begin PASSAGE GIVEN

If you opt in, remember that you want to present your best self in video form. Do a mirror check–should you powder your face? Brush your hair? Change to a shirt without a coffee stain? Do you have something in your teeth? No need to be uptight about it, but don’t be slovenly either.

Also, think through what you want to say. Practice a few times. If you need to, practice in front of a mirror. You want to be natural, not stilted in your response. By rehearsing, you allow yourself to get more comfortable, thus enabling you to come across the way you want.

Prompt Poll

Another option is the Prompt Poll. In this option, you choose a prompt, then give three responses for potential matches to choose from.

For instance, you choose a prompt such as, Let’s break the ice by…”

Then you write three possible responses for potential matches to choose from, such as…

  • Option 1: singing karaoke
  • Option 2: speaking in an accent
  • Option 3: randomly breaking out in dance moves.

They can be a bit silly, but if a prompt speaks to you, and you’re feeling creative, then go for it!

Voice Prompt

Another prompt option is the Voice Prompt. This option offers potential matches more dimensionality than the written prompt, but less than the Video Prompt. They can’t see you moving in space, but it allows them to hear you vocal tonal qualities.

Voice Prompt examples:

  • A boundary of mine is…
  • Biggest risk I’ve ever taken…
  • A random fact I love is...

If you opt for this, much like the video prompt, it’s a good idea to rehearse your response a few times to get comfortable. Be yourself, making sure to keep your tone warm, open, and unhurried. Ensure the Voice Prompt works for you, not against you, if you choose it.

Identity

This part of a profile is where you identify your pronouns, gender, and sexuality.

My Virtues

Virtues may be a questionable term for the content, but this section of a profile is where you list your work, job title, education, religious beliefs, dating intentions, relationship type, etc.

My Vitals

This part of a profile is where you share your name, age, height, ethnicity, children, etc.

My Vices

This section is where you reveal whether or not you’re a lush, smoke, use marijuana, or are a drug addict. If you have other vices, apparently you’re not expected to come clean about them on your profile.

Feeds

There are three different feeds on the Hinge platform: Discover, Standouts, and Likes You.

Discover

The Discover feed is marked by an H symbol on the app. This is where you can browse profiles, and, if you find someone you’re interested in, like some part of their profile.

Standouts

The Standout feed is marked by a * symbol on the app. This feed has ten profiles that rotate daily. Each profile features a particular prompt/response that Hinge selected based on your preferences.

end PASSAGE GIVEN

EXERCISES TO COMPLETE:
**A)** In the Hinge guide, how many profiles does the Standouts feed hold?
**B)** Pick up the Hinge guide after its final sentence and keep writing it.

begin RAW DATA

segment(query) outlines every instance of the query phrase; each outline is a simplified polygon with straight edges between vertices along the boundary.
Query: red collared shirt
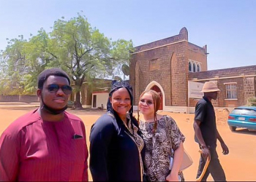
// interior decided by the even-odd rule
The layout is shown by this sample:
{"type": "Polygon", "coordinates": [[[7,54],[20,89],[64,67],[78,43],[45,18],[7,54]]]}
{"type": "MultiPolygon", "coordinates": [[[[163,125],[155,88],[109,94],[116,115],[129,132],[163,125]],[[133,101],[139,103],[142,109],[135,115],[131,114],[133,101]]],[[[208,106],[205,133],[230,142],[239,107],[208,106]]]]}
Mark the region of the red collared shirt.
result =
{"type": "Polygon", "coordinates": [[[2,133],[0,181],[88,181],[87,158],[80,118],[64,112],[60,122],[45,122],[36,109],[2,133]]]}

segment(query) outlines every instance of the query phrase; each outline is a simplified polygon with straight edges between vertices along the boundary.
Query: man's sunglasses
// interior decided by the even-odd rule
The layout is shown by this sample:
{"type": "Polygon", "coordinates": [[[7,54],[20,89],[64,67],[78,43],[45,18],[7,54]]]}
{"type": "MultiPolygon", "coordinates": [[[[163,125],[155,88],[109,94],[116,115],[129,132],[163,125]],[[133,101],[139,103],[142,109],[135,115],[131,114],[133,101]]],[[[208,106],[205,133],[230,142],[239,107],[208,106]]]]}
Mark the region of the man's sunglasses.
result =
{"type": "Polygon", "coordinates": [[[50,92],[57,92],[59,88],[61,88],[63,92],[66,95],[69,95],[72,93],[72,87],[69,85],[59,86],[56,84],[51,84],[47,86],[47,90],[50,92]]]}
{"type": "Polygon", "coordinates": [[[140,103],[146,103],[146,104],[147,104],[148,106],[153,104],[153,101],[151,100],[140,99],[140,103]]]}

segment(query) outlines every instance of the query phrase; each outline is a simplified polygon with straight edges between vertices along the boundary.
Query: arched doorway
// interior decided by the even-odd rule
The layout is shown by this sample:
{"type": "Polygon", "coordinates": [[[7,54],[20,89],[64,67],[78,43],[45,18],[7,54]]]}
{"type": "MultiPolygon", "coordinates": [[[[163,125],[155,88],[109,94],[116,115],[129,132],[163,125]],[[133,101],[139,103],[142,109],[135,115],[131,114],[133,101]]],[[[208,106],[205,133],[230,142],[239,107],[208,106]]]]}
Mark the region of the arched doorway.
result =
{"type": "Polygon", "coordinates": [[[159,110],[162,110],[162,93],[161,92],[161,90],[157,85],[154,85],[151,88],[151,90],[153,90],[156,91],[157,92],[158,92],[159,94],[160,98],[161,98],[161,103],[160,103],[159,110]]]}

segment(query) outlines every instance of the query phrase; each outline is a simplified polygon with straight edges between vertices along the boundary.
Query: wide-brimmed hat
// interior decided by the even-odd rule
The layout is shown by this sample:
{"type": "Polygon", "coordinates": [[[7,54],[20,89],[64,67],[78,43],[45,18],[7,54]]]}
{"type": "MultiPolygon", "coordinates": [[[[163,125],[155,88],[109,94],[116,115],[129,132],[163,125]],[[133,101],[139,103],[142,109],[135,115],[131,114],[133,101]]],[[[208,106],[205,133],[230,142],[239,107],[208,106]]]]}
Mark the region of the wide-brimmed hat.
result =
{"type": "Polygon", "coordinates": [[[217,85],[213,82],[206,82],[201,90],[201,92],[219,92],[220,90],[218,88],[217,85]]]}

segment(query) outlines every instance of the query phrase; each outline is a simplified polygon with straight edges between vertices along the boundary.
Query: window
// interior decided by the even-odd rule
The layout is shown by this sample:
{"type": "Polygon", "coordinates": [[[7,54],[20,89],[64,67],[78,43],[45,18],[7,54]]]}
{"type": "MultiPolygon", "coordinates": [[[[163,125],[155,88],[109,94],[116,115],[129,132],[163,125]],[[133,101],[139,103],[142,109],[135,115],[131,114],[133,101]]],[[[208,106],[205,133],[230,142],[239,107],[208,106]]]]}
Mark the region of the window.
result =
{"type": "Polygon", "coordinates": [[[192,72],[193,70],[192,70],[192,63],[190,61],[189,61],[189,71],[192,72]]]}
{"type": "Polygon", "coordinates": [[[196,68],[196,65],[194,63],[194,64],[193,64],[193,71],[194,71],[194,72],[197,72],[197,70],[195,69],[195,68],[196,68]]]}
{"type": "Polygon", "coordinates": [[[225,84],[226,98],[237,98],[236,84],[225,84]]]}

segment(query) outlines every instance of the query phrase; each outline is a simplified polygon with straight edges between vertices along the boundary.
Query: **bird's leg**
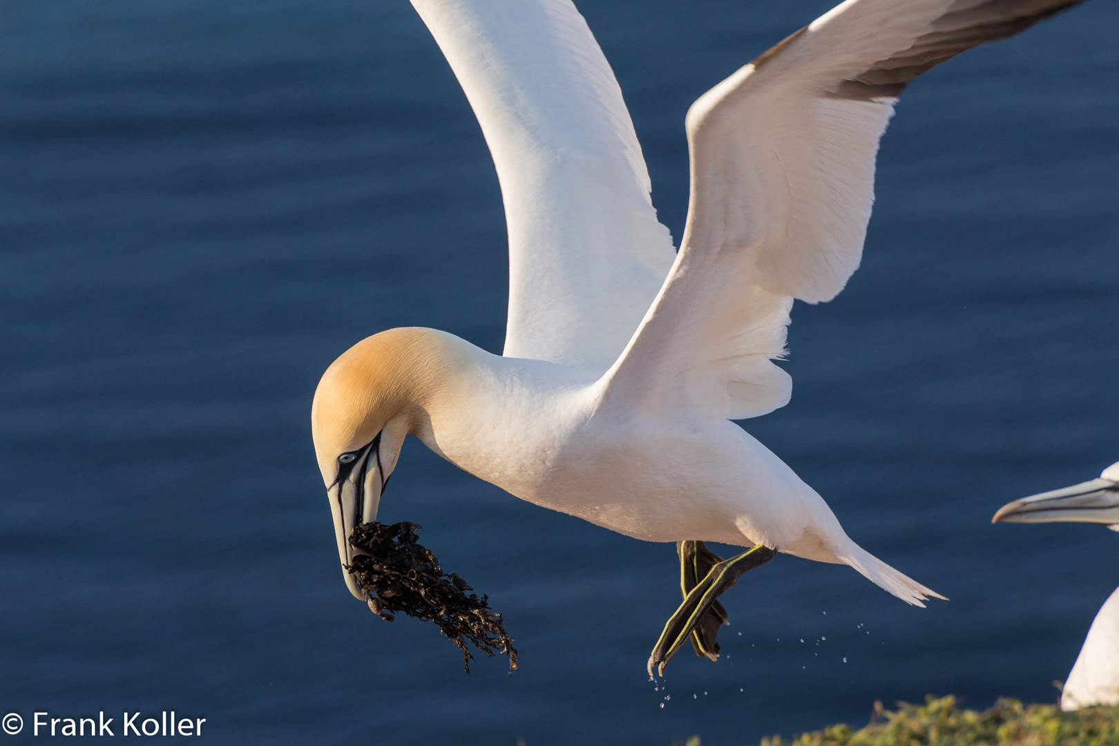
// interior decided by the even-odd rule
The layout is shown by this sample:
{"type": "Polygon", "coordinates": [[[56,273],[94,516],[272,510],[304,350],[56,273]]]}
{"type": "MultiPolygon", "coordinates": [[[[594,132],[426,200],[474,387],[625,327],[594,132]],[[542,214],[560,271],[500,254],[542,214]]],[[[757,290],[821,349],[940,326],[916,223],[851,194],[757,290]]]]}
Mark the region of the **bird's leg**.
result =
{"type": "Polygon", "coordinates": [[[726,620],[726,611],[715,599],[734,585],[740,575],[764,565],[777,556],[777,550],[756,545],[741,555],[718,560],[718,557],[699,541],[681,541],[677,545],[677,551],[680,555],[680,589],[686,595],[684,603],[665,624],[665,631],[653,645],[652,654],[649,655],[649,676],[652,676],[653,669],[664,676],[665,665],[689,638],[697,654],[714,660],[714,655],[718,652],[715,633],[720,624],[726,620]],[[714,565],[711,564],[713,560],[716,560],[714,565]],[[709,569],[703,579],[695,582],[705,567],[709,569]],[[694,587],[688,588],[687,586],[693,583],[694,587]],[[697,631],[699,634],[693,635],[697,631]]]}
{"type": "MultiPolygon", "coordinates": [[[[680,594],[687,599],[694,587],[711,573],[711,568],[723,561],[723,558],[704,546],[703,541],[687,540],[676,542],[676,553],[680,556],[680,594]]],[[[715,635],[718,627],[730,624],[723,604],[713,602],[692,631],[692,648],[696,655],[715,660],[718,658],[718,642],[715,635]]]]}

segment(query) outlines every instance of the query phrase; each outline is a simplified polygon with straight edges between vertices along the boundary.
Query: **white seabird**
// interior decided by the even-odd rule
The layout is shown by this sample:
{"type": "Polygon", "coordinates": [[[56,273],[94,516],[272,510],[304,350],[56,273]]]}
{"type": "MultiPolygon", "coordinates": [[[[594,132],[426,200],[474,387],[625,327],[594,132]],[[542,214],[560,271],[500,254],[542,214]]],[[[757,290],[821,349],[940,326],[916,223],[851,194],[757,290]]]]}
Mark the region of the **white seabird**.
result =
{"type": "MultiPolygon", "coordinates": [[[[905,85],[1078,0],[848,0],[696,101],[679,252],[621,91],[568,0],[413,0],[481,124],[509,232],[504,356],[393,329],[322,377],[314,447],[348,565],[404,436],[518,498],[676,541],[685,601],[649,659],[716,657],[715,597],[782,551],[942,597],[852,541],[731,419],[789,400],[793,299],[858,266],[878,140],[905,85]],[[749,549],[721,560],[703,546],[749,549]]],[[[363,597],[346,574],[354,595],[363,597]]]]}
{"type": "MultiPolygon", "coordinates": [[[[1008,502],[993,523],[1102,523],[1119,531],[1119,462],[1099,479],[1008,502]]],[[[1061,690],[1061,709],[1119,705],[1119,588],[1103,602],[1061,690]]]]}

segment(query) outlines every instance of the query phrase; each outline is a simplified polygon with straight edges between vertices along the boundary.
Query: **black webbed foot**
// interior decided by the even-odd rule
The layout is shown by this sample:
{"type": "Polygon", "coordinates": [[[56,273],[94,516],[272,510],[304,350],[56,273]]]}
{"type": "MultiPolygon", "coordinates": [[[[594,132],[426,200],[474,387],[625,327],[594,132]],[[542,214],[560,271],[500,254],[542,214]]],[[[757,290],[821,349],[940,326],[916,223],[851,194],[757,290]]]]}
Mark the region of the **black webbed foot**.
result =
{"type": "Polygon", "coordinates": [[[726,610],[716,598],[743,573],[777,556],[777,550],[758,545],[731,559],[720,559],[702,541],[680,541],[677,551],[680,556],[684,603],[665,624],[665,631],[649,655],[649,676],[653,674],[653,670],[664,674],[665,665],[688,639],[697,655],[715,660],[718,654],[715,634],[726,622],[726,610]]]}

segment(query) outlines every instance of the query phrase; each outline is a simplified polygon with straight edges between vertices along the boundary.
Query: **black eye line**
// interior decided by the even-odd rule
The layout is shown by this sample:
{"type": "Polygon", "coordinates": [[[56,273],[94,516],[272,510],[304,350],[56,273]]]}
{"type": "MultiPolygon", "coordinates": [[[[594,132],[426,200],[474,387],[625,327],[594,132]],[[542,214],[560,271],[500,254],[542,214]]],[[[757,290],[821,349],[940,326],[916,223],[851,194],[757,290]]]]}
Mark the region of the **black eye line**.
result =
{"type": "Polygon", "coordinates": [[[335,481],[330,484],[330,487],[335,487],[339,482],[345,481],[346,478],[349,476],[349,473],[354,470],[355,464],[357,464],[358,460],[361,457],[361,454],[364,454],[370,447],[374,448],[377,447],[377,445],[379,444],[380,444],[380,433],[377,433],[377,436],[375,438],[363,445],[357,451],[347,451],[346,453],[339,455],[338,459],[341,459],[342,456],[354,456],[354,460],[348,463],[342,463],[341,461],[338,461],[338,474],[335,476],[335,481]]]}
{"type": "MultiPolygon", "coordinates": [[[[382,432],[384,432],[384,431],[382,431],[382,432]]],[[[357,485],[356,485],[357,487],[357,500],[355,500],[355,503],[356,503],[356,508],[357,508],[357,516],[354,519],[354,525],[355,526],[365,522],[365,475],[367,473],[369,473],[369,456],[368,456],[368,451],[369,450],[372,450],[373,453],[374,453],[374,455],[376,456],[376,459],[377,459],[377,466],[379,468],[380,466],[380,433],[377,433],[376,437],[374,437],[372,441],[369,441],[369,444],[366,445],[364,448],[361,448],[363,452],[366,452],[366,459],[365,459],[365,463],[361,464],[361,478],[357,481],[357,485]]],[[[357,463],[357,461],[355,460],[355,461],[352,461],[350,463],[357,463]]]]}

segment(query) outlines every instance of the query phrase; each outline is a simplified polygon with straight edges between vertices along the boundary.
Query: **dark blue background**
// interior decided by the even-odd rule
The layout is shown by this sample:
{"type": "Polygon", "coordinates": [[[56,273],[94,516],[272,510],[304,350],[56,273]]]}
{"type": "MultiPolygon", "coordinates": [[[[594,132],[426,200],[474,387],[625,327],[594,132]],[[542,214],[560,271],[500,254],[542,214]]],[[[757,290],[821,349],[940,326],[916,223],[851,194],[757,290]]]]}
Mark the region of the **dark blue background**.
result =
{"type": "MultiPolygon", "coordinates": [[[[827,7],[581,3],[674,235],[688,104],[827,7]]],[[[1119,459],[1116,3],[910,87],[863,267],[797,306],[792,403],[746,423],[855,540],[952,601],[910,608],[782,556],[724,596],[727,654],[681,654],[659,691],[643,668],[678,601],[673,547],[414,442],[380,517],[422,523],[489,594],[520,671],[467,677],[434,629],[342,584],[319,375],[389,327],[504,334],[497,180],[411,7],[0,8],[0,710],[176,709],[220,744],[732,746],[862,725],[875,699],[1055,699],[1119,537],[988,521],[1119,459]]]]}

end RAW DATA

RESULTS FOR EACH TASK:
**A)** Ten profiles, which rotate daily.

**B)**
Likes You

The Likes You feed is marked by a heart symbol on the app. As the name of the feed implies, this is where you can see users who have liked you, but with the caveat that you can only see one at a time unless you pay for a subscription. Only allowing users to see one profile at a time encourages users to engage with profiles rather than scroll through them, or, alternatively, to shell out money for the convenience of having access to multiple profiles.

Other Features

Roses

If you really like someone, you can send them a Rose, which functions similarly to a Super Like, making your profile rise to the top of someone’s list. Users get one free Rose per week, but you can purchase additional Roses within the app.

Boosts

A Boost lifts your profile to the front of the line, so that more people see your profile, for one hour. Superboosts do the same thing for twenty-four hours.

Messaging

Hinge encourages messaging when you like part of someone’s profile. Once a message is sent, Hinge will notify users that it’s “Your Turn” to respond. This helps keep momentum in a connection, as well as discouraging ghosting.

Once someone includes a phone number in a message exchange, Hinge will follow up with users to see if you’ve met, and if so, how you felt about the quality of the connection. This helps Hinge continue to tweak the algorithm to try to provide better matches.

Dealbreakers

If there are any qualities that are true dealbreakers for you, you can mark them as such in your Preferences. Note that this will filter out matches that don’t meet your preference on that quality. Unless it’s a true dealbreaker, you probably don’t want to mark it as such.

Subscriptions vs. No Subscription

You’re able to do a lot on the Hinge platform without paying for a subscription, including liking profiles, seeing likes, and messaging. This was an inviting aspect of the feature for some twenty-somethings I talked to who are still in school and not in the career/money-making phase of life. To me this also suggests that it’s a good app to try-on, and, if you have a good experience, it may be worth considering paying for a Hinge + subscription.

Hinge +

A Hinge + subscription comes with the additional perks of unlimited daily likes (a free subscription is limited to eight); the ability to see all of your incoming likes at the same time (rather than one by one); and advanced filtering preferences.

Paid Hinge subscriptions can be pricey, especially when you consider all of the features available for free, but you might find some of the additional perks worthwhile. If you’re interested in exploring expanded features, the current cost for a Hinge + subscription at the time of this writing is:

  • 1 month @ $10.49/week, around $45.74/month
  • 3 months @ $6.99/week, around $30.48/month, or a total of about $91.43
  • 6 months @ $5.83/week, around $25.42/month, or a total of about $152.51

As you can see, the longer the subscription you pay for, the more money you save over time.

Hinge X

With a Hinge X subscription, you get all the perks of a Hinge + subscription as well as the additional features Enhanced Recommendations; Skip the Line; and Priority Likes.

Enhanced Recommendations brings potential matches who share more of your preferences to the top of your Discover.

Skip the Line is like a constant Boost.

Priority Likes keeps your profile at the top of recipients’ lists for seven days, working much like Roses. Because of the similarity to Roses, it seems like a rather pointless feature.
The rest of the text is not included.